===== SELECTED EXCERPT

To do, we will use a transformation that takes raw text and outputs a list of words
In [43]:
from pyspark.ml.feature import RegexTokenizer
RegexTokenizer
extracts a sequence of matches from the input text. Regular expressions are a powerful tool to extract strings with certain characteristics.
In [44]:
tokenizer = RegexTokenizer().setGaps(False)\
.setPattern("\\p{L}+")\
.setInputCol("review")\
.setOutputCol("words")
The pattern \p{L}+
means that it will extract letters without accents (e.g., it will extract "Acuna" from "Acuña"). setGaps
means that it will keep applying the rule until it can't extract new words. You have to set the input column from the incoming dataframe (in our case the review
column) and the new column that will be added (e.g., words
).
We are ready to transform the input dataframe imdb_reviews_df
with the tokenizer:
In [45]:
review_words_df = tokenizer.transform(imdb_reviews_df)
print(review_words_df)
Applying the transformation doesn't actually do anything until you apply an action. But as you can see, a new column words
of type array
of string
was added by the transformation. We can see how it looks:
In [46]:
review_words_df.show(5)
Now, we want to match every word from sentiment_df
in the array words
shown before. One way of doing this is to explode the column words
to create a row for each element in that list. Then, we would join that result with the dataframe sentiment
to continue further.
In [47]:
review_words_df.select('id', fn.explode('words').alias('word')).show(5)
Now if we join that with sentiment, we can see if there are positive and negative words in each review:
In [48]:
review_word_sentiment_df = review_words_df.\
select('id', fn.explode('words').alias('word')).\
join(sentiments_df, 'word')
review_word_sentiment_df.show(5)
Now we can simply average the sentiment per review id and, say, pick positive when the average is above 0, and negative otherwise.
In [49]:
simple_sentiment_prediction_df = review_word_sentiment_df.\
groupBy('id').\
agg(fn.avg('sentiment').alias('avg_sentiment')).\
withColumn('predicted', fn.when(fn.col('avg_sentiment') > 0, 1.0).otherwise(0.))

==========
===== EXERCISE DATA

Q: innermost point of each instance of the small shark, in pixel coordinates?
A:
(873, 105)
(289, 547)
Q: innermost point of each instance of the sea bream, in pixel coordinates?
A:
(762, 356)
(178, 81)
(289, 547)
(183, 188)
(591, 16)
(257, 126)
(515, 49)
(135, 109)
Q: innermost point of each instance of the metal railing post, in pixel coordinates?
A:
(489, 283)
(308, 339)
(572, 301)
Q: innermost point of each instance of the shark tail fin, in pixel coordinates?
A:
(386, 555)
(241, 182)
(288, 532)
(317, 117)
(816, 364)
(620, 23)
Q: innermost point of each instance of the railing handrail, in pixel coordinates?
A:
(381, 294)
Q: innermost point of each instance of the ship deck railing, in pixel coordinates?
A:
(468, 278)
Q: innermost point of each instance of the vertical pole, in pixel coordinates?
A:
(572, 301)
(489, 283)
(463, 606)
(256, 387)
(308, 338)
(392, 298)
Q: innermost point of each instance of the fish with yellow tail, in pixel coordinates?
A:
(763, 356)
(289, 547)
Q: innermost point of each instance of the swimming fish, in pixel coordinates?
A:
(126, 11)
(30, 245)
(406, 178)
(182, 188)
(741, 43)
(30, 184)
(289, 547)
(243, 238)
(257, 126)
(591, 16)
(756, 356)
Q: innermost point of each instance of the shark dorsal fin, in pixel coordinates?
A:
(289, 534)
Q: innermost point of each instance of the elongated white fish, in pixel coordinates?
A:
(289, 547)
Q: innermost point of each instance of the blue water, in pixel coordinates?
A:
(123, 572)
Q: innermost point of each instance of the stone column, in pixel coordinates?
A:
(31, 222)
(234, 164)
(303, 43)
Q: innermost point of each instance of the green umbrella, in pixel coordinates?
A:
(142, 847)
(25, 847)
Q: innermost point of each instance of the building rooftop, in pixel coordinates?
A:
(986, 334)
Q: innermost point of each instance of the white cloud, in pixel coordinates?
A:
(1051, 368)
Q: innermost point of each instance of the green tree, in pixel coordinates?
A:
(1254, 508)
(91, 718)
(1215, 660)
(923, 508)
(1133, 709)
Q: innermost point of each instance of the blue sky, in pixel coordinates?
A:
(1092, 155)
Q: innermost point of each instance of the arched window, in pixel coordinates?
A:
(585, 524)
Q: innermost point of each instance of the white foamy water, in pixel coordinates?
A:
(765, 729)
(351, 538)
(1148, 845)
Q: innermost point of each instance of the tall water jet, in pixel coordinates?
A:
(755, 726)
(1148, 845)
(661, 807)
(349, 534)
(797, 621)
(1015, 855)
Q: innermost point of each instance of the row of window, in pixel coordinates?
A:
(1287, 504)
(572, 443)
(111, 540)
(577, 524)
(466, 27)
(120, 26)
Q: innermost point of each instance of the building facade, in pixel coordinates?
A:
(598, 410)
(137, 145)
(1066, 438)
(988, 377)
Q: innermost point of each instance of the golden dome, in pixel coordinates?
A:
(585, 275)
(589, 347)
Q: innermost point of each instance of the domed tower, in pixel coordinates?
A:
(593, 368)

==========

GIVEN TASK 1
Put this sentence from the PySpark tokenizing text into Spanish: "Regular expressions are a powerful tool to extract strings with certain characteristics."
GIVEN TASK 2
Duplicate the rows starting at the line that contains "Q: innermost point of each instance of the domed" and ending at the last line of the rows.
The text and the rows were taken from unrelated sources.

COMPLETE ANSWER 1
Las expresiones regulares son una herramienta poderosa para extraer cadenas con ciertas características.

COMPLETE ANSWER 2
Q: innermost point of each instance of the domed tower, in pixel coordinates?
A:
(593, 368)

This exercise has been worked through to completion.